- Data for review:
---------------

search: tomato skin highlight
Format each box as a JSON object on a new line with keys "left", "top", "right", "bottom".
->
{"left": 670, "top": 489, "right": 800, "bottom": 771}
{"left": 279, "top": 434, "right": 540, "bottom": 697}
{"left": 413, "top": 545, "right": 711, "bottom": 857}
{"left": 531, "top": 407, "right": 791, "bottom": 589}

---------------

- Your objective: Please copy nothing but the lines from the one that holds "Format each box" through the last line of the material above, exactly as written.

- Result of this exercise:
Format each box as a JSON object on a new line with keys "left", "top", "right", "bottom".
->
{"left": 670, "top": 489, "right": 800, "bottom": 771}
{"left": 279, "top": 434, "right": 540, "bottom": 697}
{"left": 413, "top": 545, "right": 711, "bottom": 857}
{"left": 531, "top": 407, "right": 791, "bottom": 589}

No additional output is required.